-------- Exercise materials --------

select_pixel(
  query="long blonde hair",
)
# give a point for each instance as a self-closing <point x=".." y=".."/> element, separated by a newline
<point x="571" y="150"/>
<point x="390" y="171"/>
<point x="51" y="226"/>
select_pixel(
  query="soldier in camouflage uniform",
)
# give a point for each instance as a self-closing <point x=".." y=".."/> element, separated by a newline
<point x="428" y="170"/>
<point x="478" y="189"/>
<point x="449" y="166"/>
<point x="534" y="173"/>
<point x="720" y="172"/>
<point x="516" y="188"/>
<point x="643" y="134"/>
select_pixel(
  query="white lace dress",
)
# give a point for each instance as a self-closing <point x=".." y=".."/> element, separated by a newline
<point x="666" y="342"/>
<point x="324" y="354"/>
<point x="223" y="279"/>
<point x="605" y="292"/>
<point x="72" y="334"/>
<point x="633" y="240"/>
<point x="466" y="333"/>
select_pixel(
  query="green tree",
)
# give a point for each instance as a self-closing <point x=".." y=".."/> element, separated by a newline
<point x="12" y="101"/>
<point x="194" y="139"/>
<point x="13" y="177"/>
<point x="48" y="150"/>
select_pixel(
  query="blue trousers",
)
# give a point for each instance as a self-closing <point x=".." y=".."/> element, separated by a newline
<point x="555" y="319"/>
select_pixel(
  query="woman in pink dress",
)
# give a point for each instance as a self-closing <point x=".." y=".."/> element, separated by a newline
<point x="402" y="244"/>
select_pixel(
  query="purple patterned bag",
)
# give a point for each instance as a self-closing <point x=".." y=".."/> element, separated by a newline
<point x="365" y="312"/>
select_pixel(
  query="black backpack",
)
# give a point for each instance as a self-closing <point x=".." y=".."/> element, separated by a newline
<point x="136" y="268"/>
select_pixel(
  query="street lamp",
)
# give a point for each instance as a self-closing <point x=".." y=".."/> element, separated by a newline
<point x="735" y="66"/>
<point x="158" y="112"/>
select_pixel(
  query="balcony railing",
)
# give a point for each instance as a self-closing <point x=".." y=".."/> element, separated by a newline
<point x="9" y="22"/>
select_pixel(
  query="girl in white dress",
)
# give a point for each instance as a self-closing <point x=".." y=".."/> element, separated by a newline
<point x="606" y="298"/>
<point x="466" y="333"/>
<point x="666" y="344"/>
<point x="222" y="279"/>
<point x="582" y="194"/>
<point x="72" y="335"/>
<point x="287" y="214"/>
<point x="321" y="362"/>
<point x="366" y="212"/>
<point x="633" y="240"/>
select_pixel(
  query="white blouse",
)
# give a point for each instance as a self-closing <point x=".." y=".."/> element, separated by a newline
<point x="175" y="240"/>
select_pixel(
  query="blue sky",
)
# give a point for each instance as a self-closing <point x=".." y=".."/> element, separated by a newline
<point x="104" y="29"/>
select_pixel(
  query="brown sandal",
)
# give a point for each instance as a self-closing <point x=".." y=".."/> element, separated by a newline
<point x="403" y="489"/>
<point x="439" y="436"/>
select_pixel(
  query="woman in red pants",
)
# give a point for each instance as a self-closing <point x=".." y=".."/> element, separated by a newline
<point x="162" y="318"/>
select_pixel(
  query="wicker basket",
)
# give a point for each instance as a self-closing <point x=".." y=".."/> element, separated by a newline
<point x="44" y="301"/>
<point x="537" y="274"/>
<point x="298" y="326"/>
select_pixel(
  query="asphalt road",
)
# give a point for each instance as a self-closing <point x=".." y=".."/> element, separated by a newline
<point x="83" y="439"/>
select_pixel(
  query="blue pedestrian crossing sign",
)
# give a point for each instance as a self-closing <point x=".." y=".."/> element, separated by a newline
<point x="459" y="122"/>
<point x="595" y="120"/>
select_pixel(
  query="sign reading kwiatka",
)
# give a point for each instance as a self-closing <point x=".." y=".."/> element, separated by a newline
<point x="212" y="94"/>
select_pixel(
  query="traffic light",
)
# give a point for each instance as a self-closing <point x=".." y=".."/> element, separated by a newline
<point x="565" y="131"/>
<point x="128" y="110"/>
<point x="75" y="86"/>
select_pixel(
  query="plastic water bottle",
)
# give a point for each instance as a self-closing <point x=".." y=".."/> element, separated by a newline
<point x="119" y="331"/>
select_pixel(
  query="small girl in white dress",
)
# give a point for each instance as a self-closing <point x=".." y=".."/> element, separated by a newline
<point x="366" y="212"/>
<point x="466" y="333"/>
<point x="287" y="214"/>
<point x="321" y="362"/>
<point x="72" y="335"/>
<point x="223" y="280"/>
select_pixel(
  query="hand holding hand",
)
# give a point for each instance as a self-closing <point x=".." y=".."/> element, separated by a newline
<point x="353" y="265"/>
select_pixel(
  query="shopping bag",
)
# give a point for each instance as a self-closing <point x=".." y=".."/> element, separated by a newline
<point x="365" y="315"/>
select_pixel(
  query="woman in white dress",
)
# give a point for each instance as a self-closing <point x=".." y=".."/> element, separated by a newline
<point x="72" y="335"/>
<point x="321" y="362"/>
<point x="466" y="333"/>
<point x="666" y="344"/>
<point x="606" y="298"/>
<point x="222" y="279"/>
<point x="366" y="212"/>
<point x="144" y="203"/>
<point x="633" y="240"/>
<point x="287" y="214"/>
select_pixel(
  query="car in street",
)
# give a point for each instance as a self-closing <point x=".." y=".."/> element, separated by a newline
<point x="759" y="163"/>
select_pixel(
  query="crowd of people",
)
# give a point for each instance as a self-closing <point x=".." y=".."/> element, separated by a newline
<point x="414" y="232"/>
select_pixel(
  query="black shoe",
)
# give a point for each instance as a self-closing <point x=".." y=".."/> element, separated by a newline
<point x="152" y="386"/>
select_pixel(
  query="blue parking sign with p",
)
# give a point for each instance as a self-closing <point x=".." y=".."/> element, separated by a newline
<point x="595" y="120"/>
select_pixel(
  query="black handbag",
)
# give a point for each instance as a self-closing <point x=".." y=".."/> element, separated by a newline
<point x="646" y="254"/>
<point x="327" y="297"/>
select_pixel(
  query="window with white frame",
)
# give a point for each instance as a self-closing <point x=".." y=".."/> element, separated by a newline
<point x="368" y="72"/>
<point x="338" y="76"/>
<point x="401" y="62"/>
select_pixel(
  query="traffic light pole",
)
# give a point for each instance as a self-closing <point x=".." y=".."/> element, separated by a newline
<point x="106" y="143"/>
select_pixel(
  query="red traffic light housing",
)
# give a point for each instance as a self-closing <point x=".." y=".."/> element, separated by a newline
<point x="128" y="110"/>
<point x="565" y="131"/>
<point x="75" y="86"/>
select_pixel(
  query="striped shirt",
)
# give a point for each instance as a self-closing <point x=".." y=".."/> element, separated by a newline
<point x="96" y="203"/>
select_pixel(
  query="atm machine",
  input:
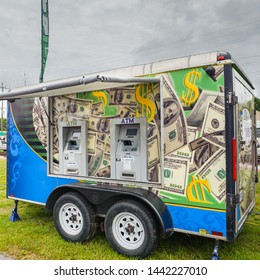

--------

**Set task:**
Count the lines in the listing above that contain the word "woman", and reply with the number alone.

**Exercise result:**
3